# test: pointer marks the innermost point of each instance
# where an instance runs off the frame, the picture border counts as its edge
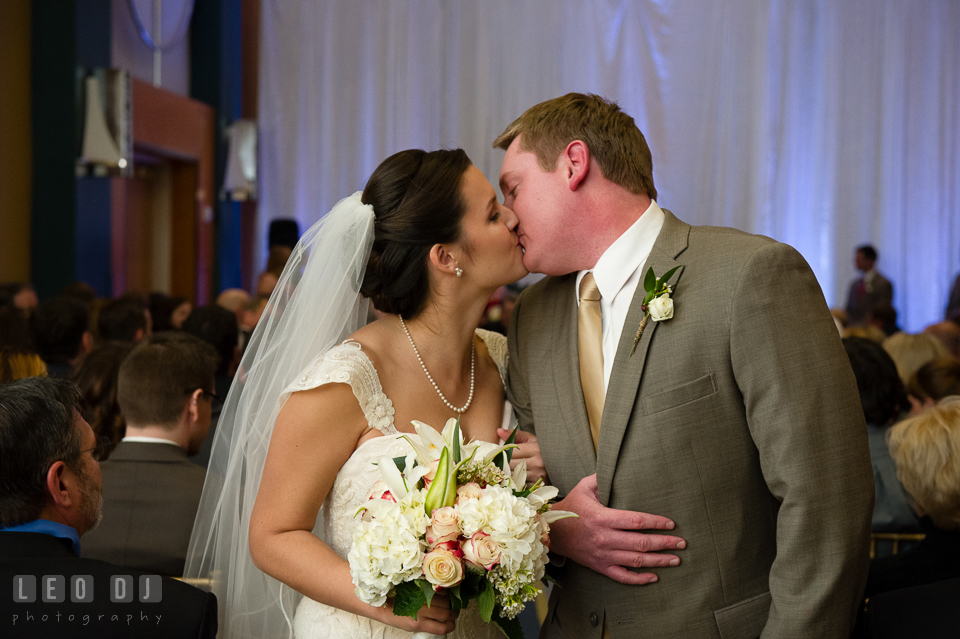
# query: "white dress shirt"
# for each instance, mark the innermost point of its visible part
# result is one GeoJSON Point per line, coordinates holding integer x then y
{"type": "Point", "coordinates": [617, 274]}
{"type": "Point", "coordinates": [152, 440]}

========================================

:: Problem requirements ::
Rewrite the records above with "innermost" swapped for "most central" wherever it appears, changing nothing else. Omit the pictures.

:: Correct response ::
# test: pointer marks the most central point of each instance
# where an instance runs off the frame, the picture border counts as its edge
# query: "white dress shirt"
# for each instance, mark the most central point of its visible part
# result is one GeoJSON Point per line, coordinates holding integer x then y
{"type": "Point", "coordinates": [617, 274]}
{"type": "Point", "coordinates": [152, 440]}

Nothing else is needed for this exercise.